### REQUIREMENT 1
From the forum thread on gravity energy storage, list every measurement that is given with a unit of measure.
### REQUIREMENT 2
Write a continuation of the forum thread on gravity energy storage, beginning after its final comment.

### EXCERPTED TEXT
(begin)

Even nuclear power plants need load leveling.
Not if they are designed to ‘load follow’ as in nuc powered ships & subs.
Why not just use rocks?
Concrete costs money and materials to make.
Rocks, not as much.
1) Ever tried grabbing a typical heavy rock (say over 250 lbs) to hoist it up, or let it down?
2) Ever tried stacking and unstacking typical rocks?
3) “Rocks” of the size/mass contemplated for the crane approach in the above article are not readily available at most of the sites where one would want to place an energy storage system such as that proposed in the article.
This particular comment was about trains being driven up hills.
A trains full of rocks would be a lot cheaper than ones full of concrete blocks.
Weights of various types of materials:
http://pacificmountainmasonry.com/Construction-material_weights.htm
Rocks might work, but one has to account for the packing factor of the rocks, which in turn decreases their effective density when loaded into a railcar compartment. One option to minimize voids between loaded rocks would be to crush them down to pebble size (or smaller), but then one would need all the infrastructure of rock crushing to make these loads. This would be above and beyond the cost of extracting the “rocks” from the ground.
I won’t bother to do the research and cost estimates to see if this approach would be better overall than just manufacturing the reinforced-concrete blocks.
To Paul “What makes this profitable?” Renewable subsidies.
And we don’t need a patent office because everything conceivable has been invented already. [A real statement by a real government official.]
At the end of the 19th century, too (purportedly).
That official was the head of the US patent office, and he said it at the turn of the 20th century.
This is yet another clever but costly solution to a problem which has never existed.
An unsupported tower of concrete blocks. Wouldn’t that work great in an earthquake zone.
Apart from that, wsbriggs has it exactly right.
Why wouldn’t you just lift a single weight to a height, like twisting a rubber band, or better yet, pump fluid to a height…
“Why wouldn’t you just lift a single weight to a height”
The weight would be enormous, that means very big, very expensive bearings and a geartrain on a very big motor.
Hydraulic pump?
Big rubber bands might be better and cheaper than this method.
We used to use them to power airplanes, and they were small rubber bands.
I’m wondering if this plan has been run by a few actual megascale crane operators? They seem to think this whole thing can be automated. That doesn’t jive with what I know of from tall building construction.
~¿~
It can be automated but that requires a large safety exclusion area where no humans are allowed. In Nova Scotia this area would be 1.3 times the height as a minimum… so 136meter diameter given the 120 meter height. That is a very large footprint.

(end)

### PROVIDED DATA
(begin)

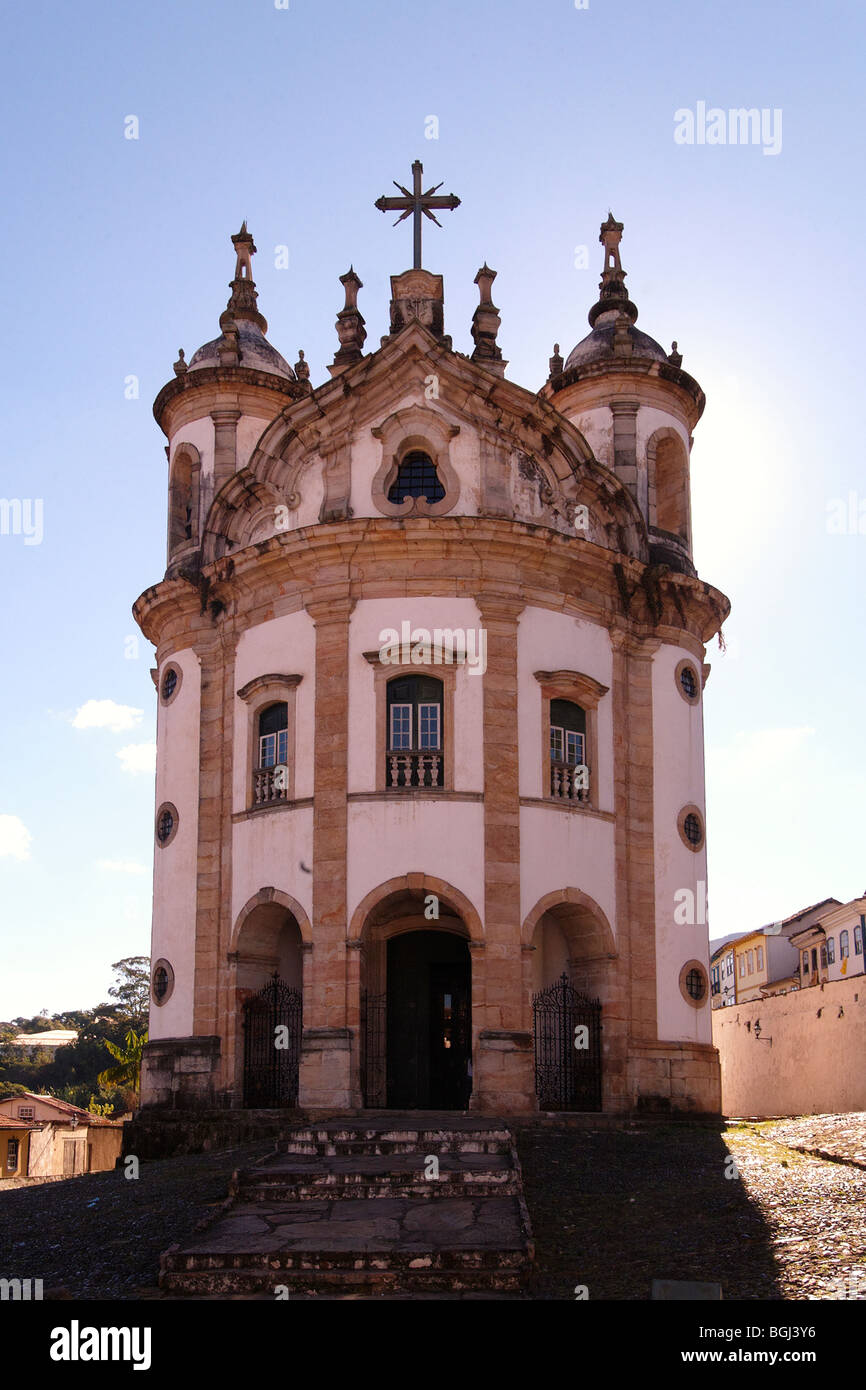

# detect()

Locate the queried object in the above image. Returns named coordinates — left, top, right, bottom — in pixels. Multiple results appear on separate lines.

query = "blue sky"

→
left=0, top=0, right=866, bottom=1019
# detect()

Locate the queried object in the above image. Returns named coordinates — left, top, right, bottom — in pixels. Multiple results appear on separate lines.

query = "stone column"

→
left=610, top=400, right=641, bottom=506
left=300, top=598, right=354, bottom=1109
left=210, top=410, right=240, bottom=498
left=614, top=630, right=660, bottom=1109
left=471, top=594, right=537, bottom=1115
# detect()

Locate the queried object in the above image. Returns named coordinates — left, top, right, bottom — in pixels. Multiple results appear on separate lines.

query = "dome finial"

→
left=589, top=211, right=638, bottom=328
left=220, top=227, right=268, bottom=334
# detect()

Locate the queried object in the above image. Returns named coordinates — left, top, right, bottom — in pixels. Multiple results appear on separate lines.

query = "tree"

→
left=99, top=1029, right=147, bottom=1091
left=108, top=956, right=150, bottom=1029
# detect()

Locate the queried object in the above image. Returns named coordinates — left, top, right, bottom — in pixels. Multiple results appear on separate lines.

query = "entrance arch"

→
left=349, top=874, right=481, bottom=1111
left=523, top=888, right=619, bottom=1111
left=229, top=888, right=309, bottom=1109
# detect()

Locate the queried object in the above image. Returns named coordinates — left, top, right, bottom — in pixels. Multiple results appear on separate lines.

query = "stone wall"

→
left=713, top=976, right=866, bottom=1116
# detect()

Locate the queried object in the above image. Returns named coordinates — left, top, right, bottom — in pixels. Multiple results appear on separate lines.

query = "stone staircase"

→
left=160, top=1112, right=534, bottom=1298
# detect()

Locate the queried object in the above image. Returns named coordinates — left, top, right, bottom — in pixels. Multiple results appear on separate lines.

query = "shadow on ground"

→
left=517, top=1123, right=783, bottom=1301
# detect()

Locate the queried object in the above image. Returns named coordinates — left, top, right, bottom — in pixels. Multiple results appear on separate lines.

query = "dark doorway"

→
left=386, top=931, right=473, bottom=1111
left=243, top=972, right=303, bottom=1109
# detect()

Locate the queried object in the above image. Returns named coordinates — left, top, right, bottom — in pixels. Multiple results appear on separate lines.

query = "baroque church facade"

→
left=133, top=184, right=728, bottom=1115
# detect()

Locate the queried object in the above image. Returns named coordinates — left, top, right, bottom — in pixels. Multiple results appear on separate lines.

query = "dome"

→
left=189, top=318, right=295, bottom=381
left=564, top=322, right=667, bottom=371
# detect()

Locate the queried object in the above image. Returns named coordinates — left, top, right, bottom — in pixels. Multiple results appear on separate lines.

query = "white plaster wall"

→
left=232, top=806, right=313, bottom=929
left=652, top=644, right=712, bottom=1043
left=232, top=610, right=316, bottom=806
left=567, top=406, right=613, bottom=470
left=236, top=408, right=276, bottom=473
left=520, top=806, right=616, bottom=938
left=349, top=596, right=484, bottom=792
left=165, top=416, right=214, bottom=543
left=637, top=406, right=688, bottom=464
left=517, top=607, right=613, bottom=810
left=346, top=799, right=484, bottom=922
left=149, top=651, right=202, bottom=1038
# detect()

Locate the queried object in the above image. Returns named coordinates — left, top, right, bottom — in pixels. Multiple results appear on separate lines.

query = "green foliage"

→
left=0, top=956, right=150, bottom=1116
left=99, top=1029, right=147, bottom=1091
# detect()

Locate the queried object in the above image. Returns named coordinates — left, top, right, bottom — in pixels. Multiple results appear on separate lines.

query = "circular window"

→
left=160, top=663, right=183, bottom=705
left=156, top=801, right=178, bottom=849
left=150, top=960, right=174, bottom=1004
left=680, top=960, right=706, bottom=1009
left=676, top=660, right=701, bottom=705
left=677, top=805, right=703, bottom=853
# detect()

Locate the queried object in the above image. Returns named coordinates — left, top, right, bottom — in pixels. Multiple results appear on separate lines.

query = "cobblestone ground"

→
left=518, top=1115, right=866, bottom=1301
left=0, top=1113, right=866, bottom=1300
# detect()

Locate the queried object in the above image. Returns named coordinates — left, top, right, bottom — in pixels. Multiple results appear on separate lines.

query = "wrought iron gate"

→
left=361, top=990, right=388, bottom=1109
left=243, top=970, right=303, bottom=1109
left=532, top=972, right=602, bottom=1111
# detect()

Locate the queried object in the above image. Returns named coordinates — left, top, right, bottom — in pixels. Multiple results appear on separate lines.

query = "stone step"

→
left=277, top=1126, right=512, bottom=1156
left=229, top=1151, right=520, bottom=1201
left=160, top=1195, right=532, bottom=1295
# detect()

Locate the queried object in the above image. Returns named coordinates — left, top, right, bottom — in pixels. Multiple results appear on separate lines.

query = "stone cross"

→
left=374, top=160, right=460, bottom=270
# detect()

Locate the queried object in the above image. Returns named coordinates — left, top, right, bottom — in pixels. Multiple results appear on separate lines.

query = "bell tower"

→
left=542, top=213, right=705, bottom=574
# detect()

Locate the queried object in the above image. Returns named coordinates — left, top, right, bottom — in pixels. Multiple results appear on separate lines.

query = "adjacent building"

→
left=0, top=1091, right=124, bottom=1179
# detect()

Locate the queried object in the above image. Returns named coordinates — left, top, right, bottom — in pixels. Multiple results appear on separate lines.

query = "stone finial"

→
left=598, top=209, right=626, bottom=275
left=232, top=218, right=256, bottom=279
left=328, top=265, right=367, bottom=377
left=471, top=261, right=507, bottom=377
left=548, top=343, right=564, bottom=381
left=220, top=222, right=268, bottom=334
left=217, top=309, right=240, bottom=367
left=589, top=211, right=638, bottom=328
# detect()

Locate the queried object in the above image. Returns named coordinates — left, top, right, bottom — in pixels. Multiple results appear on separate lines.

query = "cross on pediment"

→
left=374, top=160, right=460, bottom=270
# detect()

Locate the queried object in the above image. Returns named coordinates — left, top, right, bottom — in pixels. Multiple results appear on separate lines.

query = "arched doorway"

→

(end)

### TASK OUTPUT 1
- 250 lbs
- 136 meter diameter
- 120 meter height

### TASK OUTPUT 2
…156 m… exclusion zone for the 120 m tower, if your multiplier is 1.3.
A good reason I shouldn’t do the math in my head while drinking beer. Thanks for the correction.
That exclusion zone would be for simple falling objects in an unattended automated system. After some thought, following the link to the article and a critical look at the drawing of the system I think that is the most minor problem it would face.
The drawing seems to show the arms length as 1/4 the height of the tower and unstayed. As a tower crane they are trying to avoid flex in the mast by lifting two loads on opposite sides but are neglecting the sag in the arms under load. Cranes aren’t my specialty but I have family in that industry so have some small awareness. This thing is an accident waiting to happen, automated or not.
This group is talking about managing costs by using waste materials to save on cement, i.e. low strength, brittle blocks. Even if everything works as planned the repeated handling will degrade the structural integrity of the blocks, leading to one failing.
If it fails while suspended the uncounterweighted load will topple the crane. It may(likely) fling the remnants a large distance, think trebuchet. I would want one within a country mile of me.
wouldn’t
If the block at the bottom of the pile fails, the whole pile falls down.
Which is not nearly the setback for one wind turbine.
Put it in a hole . But still inefficient
Sand is cheaper than concrete and weighs about the same. Shell blocks of sand?
Anyway, the idea has merit if the investment is private and not subsidized.
But what will this do to the futures of scarce sand?
Good points eyesonu. But but, there is the added benefit of all that CO2 from concrete production… so I’m leaning towards the concrete block truly green solution.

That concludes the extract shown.